(Extracted text Opens)

What triggered this blog post? An email one of my clients shared with a very large, well known financial services company that made a couple of, well, crazy statements. First, our client asked:
We have additional privacy obligations by federal law as a medical practice. Do you have a HIPPA Business Associate contract we can sign?
You can remain HIPAA compliant however by not submitting to us any information that is covered by HIPAA, which is what many large and well-known medical companies who use XXXX do.
…and then went on to say:
Since XXXX only processes payments, we only receive payment information and don’t have access to protected health information (PHI) as defined in HIPAA and because financial processing by a financial institution (such as our partner YYYY) is excluded from definition of business associates. Since we don’t have access to PHI, our services don’t need to be HIPAA-compliant.
It is, by any measure, impossible to perform a credit card transaction without sharing PHI. You’ve got a patient name (or patient family name) and the name of the practice. That’s PHI, period. That some of these large vendors don’t understand this scares me. What scares me more is that this vendor may be right about not needing a BAA here, but for the wrong reasons!
“But, wait?! I need a BAA with my credit card company?” No, you don’t necessarily need a BAA at all. As long as the vendor is only processing your payments directly, you are all set. The reasoning is sensible and clear: the Feds knew that if they required BAAs between every practice and credit card company, things would grind to a halt. So they created a specific EXEMPTION for the sole purpose of processing payments referred to as “Sec. 1179.” Here’s the Fed’s summary of their view:
When a financial institution processes consumer-conducted financial transactions by debit, credit, or other payment card, clears checks, initiates or processes electronic funds transfers, or conducts any other activity that directly facilitates or effects the transfer of funds for payment for health care or health plan premiums. When it conducts these activities, the financial institution is providing its normal banking or other financial transaction services to its customers; it is not performing a function or activity for, or on behalf of, the covered entity.
So, the vendor above is right: if they are only processing payments, no BAA is needed…but because there is a specific federal exemption, NOT because the data being transferred isn’t protected!

(Extracted text Closes)
(Data to examine Opens)

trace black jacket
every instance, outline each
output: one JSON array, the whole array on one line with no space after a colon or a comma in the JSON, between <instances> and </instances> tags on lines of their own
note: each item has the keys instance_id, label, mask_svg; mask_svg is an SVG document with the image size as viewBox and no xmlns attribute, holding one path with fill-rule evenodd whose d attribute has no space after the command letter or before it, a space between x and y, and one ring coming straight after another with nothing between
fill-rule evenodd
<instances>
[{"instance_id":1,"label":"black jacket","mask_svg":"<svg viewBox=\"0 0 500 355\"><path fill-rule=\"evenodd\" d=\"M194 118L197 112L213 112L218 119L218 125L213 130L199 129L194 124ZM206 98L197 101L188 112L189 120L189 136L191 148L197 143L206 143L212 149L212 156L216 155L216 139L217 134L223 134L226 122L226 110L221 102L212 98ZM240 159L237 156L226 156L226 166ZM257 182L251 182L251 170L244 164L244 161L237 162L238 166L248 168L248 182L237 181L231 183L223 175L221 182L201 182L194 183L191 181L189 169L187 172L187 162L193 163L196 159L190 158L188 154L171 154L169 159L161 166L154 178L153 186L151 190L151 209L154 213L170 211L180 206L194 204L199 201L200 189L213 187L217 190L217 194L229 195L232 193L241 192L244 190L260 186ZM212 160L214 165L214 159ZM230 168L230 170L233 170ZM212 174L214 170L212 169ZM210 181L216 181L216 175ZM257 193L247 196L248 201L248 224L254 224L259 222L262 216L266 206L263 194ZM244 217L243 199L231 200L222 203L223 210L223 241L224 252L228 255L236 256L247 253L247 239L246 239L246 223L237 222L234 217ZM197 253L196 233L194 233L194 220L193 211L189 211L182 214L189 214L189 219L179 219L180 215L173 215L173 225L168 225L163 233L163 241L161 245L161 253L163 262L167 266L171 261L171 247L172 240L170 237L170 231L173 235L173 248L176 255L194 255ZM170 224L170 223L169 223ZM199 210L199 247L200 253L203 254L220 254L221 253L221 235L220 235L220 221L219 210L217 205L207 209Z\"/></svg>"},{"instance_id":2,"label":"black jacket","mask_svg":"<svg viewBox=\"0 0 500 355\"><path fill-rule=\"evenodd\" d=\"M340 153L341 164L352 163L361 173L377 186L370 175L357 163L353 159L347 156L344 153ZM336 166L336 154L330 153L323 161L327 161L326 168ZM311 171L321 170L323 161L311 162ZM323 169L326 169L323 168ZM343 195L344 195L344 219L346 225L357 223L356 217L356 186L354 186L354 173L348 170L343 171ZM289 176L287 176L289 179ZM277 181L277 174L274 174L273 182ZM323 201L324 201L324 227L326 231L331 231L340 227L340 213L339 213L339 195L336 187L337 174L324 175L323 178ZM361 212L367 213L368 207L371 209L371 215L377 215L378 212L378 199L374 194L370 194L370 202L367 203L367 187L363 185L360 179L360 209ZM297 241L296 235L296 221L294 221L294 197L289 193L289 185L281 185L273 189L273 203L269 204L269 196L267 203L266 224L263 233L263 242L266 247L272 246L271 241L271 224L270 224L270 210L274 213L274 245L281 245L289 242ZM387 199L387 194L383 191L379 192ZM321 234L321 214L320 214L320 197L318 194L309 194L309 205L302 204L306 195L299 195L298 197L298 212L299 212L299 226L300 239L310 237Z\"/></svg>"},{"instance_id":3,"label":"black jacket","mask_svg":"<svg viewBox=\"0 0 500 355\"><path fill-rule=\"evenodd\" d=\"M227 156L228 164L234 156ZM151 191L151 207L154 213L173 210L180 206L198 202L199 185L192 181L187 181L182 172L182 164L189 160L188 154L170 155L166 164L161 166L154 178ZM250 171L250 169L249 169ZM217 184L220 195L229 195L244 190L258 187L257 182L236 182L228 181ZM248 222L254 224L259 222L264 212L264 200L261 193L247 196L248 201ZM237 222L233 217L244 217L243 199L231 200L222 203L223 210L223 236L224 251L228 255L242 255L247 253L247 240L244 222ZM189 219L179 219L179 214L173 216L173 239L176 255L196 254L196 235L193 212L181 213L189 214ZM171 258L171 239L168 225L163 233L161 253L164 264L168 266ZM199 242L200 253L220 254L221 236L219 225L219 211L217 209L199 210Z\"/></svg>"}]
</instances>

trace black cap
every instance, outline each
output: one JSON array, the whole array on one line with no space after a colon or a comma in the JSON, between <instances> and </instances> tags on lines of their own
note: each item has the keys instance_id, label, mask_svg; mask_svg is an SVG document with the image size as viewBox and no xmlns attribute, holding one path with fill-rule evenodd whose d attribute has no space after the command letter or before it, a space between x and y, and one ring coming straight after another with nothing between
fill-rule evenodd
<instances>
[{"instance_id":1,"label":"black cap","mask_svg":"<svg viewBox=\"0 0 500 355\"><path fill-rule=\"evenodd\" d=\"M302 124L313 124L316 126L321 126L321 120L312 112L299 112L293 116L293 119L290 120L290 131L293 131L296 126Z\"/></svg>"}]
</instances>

(Data to examine Closes)

Tasks to complete:
A. In the blog post about HIPAA and payment processing, what name is given to the federal exemption created for processing payments?
B. Do these statements agree with the HIPAA blog post? Answer yes or no for each, and quote the words of the post that decide it. (i) The vendor said it receives only payment information. (ii) The author says a credit card transaction can be carried out without sharing PHI. (iii) The author says a practice always needs a BAA with its credit card company.
C. Continue the blog post about HIPAA and payment processing after its last sentence.
The dataset entries have no connection to the blog post about HIPAA and payment processing.

Replies:
A. “Sec. 1179.”

B.
(i) Yes: “we only receive payment information”
(ii) No: “It is, by any measure, impossible to perform a credit card transaction without sharing PHI.”
(iii) No: “No, you don’t necessarily need a BAA at all.”

C.
However, to make matters worse, here’s how the financial institute interpreted the Fed’s language:
HIPAA also provides an exemption under the business associate definition for financial services companies that are providing “normal banking or other financial transactions… for, or on behalf of, the covered entity…“
Wait, wait, wait, wait. We’re on the right track – there’s a reference to the exemption – but the vendor has totally misinterpreted the Fed’s language. There isn’t an exemption for financial services companies, there’s an exemption for specific services that they might provide. That’s a subtle, but enormous, difference. With millions of dollars of fines at stake, these differences matter.
What services fall outside the exemption and require a BAA? As I mention up top, they include storing card numbers, mailing collection letters, setting up payment schedules/budgets, confirming addresses, sending electronic invoices, and much more. That’s right – if you are using Square or PayPal or Swipe and send electronic invoices or receipts…you need a BAA. Don’t take my word for it. Here’s what some experts say:
Here it is directly from the experts: Square and friends are not HIPAA compliant unless you turn off a lot of their services.
Still don’t see the problem? Here it is: there are data breaches of financial service vendors every day of the week. Your practice is exposed in a way that Target isn’t, though: you are on the hook for HIPAA. So if your business partner has a breach, and you don’t have a BAA in place, YOU are the one paying the fines and making the news. This has nothing to do with the risk of accidentally sharing data about the patient in front of you. Or any of your patients, really.